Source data
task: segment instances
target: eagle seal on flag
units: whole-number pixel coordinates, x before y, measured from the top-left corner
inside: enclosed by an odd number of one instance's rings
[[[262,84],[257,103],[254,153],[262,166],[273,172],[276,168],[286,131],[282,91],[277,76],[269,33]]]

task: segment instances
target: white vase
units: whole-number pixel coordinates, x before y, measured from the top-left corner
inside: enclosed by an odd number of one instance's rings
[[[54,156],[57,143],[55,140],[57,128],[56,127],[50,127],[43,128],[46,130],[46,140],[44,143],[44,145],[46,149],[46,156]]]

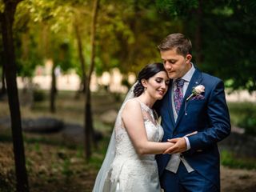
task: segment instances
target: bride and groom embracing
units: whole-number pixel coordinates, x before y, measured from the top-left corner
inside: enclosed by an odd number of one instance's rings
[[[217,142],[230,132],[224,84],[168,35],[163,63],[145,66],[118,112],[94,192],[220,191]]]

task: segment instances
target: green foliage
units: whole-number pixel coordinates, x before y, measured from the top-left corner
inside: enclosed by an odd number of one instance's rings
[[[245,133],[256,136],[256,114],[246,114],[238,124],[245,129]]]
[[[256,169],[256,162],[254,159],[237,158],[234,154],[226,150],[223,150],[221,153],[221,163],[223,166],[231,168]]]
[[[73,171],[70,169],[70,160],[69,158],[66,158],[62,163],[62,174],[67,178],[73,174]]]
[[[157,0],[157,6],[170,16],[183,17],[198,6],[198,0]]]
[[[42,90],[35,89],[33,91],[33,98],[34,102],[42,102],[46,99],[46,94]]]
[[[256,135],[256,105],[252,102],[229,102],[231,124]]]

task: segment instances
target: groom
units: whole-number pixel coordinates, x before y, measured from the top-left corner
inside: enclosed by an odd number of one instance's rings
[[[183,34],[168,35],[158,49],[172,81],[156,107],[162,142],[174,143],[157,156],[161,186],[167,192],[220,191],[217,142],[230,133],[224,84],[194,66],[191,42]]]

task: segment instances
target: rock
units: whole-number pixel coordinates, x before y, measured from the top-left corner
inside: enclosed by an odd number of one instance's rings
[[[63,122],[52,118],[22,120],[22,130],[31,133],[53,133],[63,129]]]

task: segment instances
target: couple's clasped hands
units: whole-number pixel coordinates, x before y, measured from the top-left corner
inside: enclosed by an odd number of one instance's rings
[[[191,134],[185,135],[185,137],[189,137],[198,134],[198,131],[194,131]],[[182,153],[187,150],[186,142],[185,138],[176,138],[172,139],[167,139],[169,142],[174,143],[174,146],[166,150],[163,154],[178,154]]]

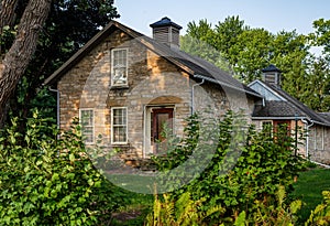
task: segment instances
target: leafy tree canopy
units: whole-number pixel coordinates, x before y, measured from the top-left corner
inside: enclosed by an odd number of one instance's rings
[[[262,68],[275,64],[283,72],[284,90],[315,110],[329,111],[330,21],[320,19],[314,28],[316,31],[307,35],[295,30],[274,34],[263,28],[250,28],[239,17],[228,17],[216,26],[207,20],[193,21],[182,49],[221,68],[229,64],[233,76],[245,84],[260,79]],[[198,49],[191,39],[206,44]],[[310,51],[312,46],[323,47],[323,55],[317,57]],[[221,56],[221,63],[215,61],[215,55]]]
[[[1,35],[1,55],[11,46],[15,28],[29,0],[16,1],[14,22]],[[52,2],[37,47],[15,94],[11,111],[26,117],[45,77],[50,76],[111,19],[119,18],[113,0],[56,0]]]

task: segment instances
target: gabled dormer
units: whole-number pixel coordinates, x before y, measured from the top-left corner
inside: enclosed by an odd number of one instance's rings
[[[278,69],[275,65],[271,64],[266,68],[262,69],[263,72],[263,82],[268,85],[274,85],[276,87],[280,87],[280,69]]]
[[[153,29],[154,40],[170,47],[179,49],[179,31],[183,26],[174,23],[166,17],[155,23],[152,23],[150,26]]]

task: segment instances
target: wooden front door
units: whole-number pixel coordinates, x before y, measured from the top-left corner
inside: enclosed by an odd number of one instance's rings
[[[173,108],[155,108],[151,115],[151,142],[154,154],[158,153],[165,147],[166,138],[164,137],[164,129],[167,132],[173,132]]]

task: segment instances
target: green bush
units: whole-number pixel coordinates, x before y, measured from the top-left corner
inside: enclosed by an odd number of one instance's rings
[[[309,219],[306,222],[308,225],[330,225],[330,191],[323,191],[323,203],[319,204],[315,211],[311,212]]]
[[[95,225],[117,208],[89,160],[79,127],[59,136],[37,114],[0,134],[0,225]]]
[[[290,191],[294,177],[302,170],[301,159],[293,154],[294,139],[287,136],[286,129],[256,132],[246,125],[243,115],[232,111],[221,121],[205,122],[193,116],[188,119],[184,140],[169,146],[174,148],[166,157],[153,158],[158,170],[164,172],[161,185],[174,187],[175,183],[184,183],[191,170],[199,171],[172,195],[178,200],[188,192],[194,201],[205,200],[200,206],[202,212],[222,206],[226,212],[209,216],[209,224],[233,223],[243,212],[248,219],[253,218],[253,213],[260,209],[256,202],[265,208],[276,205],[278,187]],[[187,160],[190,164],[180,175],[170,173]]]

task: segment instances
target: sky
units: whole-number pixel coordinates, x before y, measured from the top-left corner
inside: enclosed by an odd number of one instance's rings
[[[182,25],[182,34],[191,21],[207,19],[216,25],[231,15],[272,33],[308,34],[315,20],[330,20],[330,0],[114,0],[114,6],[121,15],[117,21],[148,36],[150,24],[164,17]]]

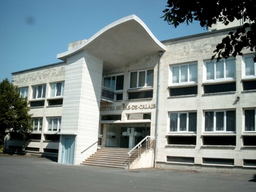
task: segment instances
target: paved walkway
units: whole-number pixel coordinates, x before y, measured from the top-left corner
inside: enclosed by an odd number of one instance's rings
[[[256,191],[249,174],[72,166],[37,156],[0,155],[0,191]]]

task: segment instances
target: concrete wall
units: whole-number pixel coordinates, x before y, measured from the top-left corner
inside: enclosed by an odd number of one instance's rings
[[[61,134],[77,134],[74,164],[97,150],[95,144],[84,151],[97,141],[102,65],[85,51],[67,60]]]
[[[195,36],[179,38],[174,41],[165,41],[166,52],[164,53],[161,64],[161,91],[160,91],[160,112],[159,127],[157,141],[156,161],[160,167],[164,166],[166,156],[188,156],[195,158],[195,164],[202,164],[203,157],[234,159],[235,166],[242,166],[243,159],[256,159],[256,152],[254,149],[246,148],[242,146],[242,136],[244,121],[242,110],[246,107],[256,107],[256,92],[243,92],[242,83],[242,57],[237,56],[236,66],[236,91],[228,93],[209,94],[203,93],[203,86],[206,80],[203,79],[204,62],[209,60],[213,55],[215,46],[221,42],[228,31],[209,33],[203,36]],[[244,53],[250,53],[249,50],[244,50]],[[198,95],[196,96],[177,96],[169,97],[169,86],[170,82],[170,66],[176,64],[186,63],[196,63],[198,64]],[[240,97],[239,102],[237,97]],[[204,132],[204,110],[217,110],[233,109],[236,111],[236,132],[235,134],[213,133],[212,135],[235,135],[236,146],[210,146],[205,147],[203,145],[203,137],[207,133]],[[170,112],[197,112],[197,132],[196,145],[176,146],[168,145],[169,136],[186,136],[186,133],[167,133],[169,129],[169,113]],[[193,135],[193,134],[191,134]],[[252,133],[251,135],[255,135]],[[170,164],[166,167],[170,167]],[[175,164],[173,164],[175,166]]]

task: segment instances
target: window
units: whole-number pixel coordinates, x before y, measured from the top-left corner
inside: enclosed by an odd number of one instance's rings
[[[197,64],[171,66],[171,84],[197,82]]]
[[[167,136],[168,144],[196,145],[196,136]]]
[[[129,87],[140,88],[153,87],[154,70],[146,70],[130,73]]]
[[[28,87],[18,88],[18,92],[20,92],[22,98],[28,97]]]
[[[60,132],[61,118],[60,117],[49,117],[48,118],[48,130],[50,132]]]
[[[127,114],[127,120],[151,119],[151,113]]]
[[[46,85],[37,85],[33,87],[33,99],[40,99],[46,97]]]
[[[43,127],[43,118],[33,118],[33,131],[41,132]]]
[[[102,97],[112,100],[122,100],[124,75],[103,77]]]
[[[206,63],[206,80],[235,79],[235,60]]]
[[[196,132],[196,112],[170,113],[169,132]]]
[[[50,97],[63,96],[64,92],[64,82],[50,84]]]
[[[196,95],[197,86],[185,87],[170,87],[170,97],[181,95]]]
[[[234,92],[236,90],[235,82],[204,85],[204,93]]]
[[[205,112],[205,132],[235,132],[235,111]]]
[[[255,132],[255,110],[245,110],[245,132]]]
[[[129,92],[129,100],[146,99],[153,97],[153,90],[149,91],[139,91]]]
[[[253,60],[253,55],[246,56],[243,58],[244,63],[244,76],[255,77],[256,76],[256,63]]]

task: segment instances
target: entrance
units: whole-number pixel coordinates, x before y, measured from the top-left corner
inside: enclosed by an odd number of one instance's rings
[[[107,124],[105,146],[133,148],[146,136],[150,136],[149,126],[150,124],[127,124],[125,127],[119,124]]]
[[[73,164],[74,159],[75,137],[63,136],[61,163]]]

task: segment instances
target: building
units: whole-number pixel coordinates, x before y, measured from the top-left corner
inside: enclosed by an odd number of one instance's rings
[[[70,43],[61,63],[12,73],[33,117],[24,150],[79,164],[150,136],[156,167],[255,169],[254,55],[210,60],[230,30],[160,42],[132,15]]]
==
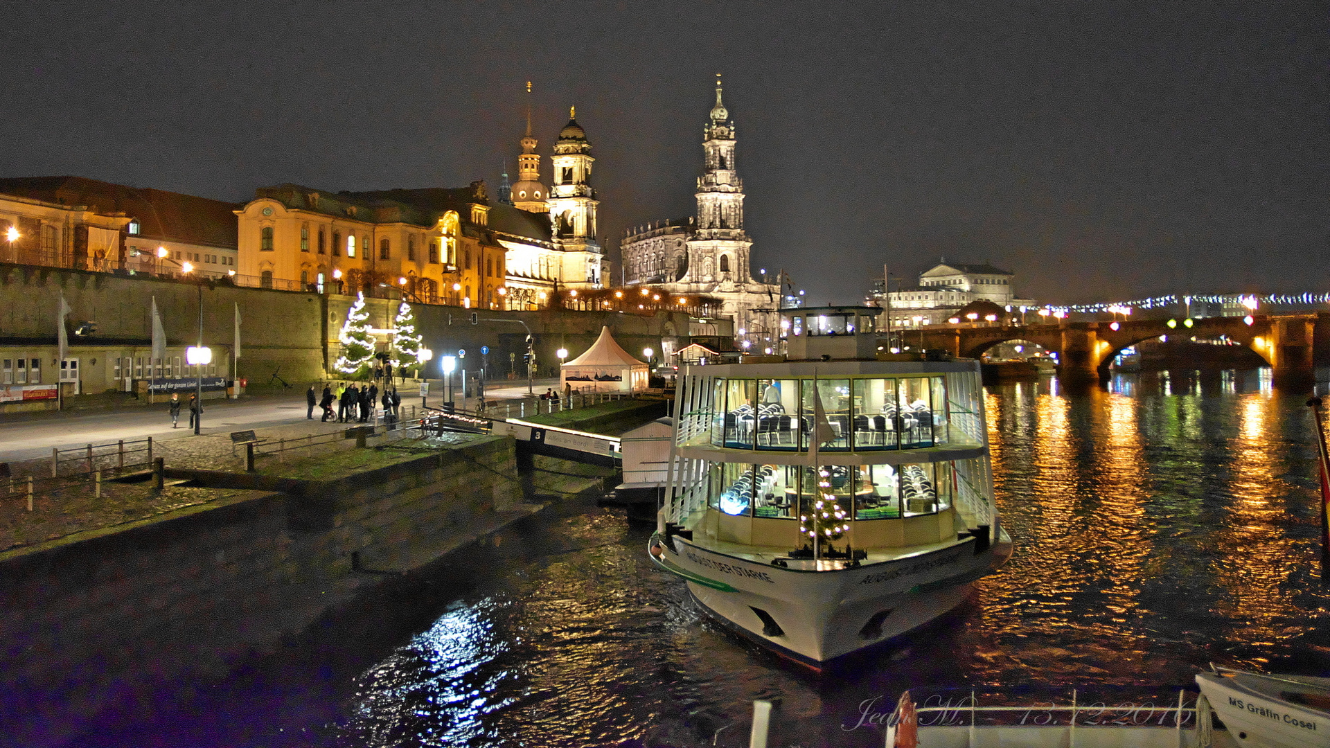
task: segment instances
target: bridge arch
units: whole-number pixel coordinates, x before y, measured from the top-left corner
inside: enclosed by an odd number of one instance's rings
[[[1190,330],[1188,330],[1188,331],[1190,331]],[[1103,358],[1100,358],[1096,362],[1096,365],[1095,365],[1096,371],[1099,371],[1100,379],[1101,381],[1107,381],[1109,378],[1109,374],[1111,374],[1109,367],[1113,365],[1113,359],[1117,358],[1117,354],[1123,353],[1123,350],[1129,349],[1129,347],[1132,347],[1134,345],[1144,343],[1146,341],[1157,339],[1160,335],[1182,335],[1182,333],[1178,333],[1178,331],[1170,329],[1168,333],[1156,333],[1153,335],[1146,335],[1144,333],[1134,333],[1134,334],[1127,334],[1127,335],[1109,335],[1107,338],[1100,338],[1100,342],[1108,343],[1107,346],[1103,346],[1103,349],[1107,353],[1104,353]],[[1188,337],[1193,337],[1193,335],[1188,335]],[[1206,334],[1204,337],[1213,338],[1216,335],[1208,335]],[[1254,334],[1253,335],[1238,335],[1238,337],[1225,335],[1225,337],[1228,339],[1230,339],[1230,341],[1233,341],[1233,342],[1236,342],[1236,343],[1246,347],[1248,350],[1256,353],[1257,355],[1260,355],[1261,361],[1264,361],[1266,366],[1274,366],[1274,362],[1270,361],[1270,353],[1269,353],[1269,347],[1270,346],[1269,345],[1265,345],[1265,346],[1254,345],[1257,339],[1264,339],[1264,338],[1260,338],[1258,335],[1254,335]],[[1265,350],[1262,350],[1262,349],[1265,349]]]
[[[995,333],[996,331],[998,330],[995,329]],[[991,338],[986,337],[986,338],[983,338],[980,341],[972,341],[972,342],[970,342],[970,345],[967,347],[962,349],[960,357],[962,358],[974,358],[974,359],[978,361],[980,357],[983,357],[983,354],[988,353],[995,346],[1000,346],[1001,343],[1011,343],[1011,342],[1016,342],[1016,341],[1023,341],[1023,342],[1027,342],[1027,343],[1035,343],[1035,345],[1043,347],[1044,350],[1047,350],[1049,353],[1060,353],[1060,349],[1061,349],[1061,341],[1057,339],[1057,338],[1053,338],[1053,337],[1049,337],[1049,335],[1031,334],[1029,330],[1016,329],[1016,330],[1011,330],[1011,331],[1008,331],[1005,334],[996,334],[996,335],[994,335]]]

**Task details**
Locate each line in the data above that contains the word "green", and copy those lines in full.

**Output of the exercise**
target: green foliage
target: green bush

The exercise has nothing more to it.